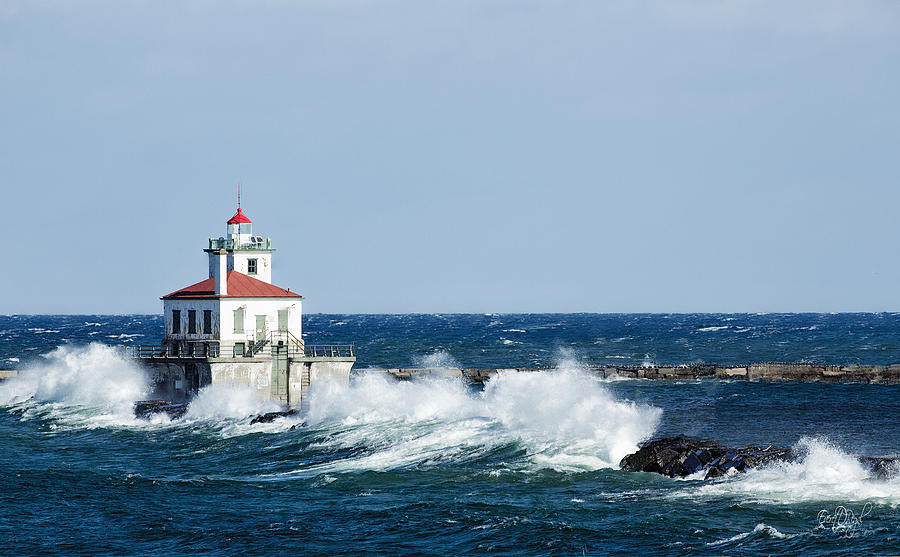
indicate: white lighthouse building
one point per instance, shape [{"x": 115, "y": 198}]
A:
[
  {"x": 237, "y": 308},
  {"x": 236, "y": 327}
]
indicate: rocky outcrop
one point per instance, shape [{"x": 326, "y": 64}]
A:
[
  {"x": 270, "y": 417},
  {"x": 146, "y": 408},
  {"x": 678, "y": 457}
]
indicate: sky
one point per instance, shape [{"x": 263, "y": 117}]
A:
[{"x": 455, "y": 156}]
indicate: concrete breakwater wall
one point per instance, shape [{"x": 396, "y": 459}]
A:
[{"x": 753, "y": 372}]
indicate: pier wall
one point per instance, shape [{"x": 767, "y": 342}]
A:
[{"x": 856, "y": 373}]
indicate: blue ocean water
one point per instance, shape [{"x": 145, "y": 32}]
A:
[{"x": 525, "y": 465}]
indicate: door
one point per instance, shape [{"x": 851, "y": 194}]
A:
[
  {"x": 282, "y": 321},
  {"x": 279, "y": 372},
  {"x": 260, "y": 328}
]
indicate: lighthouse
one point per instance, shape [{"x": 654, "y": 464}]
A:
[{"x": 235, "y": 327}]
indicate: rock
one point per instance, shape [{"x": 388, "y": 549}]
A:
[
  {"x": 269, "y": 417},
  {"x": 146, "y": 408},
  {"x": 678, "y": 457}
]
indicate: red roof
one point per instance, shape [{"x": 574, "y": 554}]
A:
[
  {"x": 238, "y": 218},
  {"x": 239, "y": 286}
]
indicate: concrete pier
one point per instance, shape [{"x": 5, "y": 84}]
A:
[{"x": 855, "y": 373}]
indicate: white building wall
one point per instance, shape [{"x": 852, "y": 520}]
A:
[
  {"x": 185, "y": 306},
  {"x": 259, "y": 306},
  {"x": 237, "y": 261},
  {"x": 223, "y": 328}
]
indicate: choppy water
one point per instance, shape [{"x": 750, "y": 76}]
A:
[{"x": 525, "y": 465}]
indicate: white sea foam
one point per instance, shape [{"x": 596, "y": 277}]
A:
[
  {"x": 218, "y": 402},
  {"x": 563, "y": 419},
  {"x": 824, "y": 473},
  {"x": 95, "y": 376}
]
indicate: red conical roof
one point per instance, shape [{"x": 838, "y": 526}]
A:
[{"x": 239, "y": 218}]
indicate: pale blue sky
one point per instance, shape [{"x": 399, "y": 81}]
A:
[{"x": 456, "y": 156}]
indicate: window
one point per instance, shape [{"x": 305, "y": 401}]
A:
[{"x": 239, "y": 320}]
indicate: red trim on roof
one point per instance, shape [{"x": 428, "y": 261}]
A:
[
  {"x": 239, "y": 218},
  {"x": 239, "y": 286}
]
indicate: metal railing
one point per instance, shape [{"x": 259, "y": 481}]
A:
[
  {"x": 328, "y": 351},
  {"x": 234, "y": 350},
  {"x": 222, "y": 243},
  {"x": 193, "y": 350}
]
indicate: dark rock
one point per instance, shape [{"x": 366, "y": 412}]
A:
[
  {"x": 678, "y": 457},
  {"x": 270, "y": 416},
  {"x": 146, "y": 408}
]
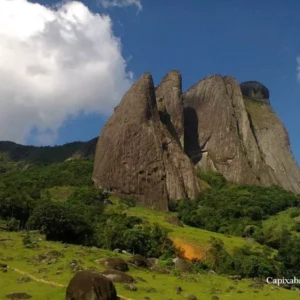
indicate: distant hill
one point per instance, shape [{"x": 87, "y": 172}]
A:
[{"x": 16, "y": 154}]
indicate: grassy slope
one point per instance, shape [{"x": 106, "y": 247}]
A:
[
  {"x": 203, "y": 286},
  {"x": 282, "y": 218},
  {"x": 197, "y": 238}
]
━━━━━━
→ WRITTEN REQUEST
Write out the material above again, word for word, minus its pictures.

→ ANSWER FOR THE TASK
indicate: white lighthouse building
one point per instance, shape [{"x": 115, "y": 198}]
A:
[
  {"x": 237, "y": 308},
  {"x": 236, "y": 327}
]
indicate: rocky outcrop
one point per instance, shape [{"x": 326, "y": 64}]
A:
[
  {"x": 270, "y": 417},
  {"x": 146, "y": 408},
  {"x": 678, "y": 457}
]
indicate: sky
one point per instance, shape [{"x": 263, "y": 117}]
A:
[{"x": 455, "y": 156}]
indicate: concrete breakwater wall
one point per instance, shape [{"x": 396, "y": 459}]
A:
[{"x": 753, "y": 372}]
indicate: pier wall
one point per instance, shape [{"x": 767, "y": 342}]
A:
[{"x": 856, "y": 373}]
indicate: blue ocean water
one point per instance, shape [{"x": 145, "y": 32}]
A:
[{"x": 525, "y": 465}]
indicate: door
one point per instance, shape [{"x": 851, "y": 194}]
A:
[
  {"x": 282, "y": 321},
  {"x": 279, "y": 372},
  {"x": 260, "y": 328}
]
indicate: lighthouse
one point per instance, shape [{"x": 654, "y": 464}]
A:
[{"x": 235, "y": 327}]
indicate: rock
one point per instance, shape [{"x": 388, "y": 549}]
A:
[
  {"x": 269, "y": 417},
  {"x": 146, "y": 408},
  {"x": 678, "y": 457}
]
indicate: red roof
one point per instance, shape [{"x": 574, "y": 554}]
A:
[
  {"x": 238, "y": 218},
  {"x": 239, "y": 286}
]
indicate: concrete pier
one point per instance, shape [{"x": 5, "y": 84}]
A:
[{"x": 855, "y": 373}]
indicate: white building wall
one point per instance, shape [{"x": 852, "y": 520}]
A:
[
  {"x": 185, "y": 306},
  {"x": 259, "y": 306},
  {"x": 237, "y": 261},
  {"x": 223, "y": 328}
]
indicate: choppy water
one point per instance, shape [{"x": 750, "y": 76}]
A:
[{"x": 525, "y": 465}]
indicate: white sea foam
one point per instance, shape [{"x": 596, "y": 277}]
A:
[
  {"x": 218, "y": 402},
  {"x": 563, "y": 419},
  {"x": 824, "y": 473},
  {"x": 95, "y": 376}
]
indicate: red conical roof
one point per instance, shape [{"x": 838, "y": 526}]
A:
[{"x": 239, "y": 218}]
indicate: pale blue sky
one point per instance, shape [{"x": 399, "y": 81}]
A:
[{"x": 456, "y": 156}]
indicate: window
one point per instance, shape [{"x": 305, "y": 401}]
A:
[{"x": 239, "y": 320}]
indicate: red trim on roof
one point per instance, shape [{"x": 428, "y": 261}]
A:
[
  {"x": 239, "y": 218},
  {"x": 239, "y": 286}
]
indicate: metal railing
one point per instance, shape [{"x": 259, "y": 481}]
A:
[
  {"x": 328, "y": 351},
  {"x": 234, "y": 350},
  {"x": 222, "y": 243},
  {"x": 193, "y": 350}
]
indicate: dark rock
one point per instance, shape [{"x": 366, "y": 412}]
A:
[
  {"x": 678, "y": 457},
  {"x": 270, "y": 416},
  {"x": 146, "y": 408}
]
indicate: distant hill
one point per instance, shape [{"x": 87, "y": 172}]
A:
[{"x": 16, "y": 154}]
indicate: grassy slope
one point per instance, shape [{"x": 106, "y": 247}]
A:
[
  {"x": 203, "y": 286},
  {"x": 282, "y": 218},
  {"x": 197, "y": 238}
]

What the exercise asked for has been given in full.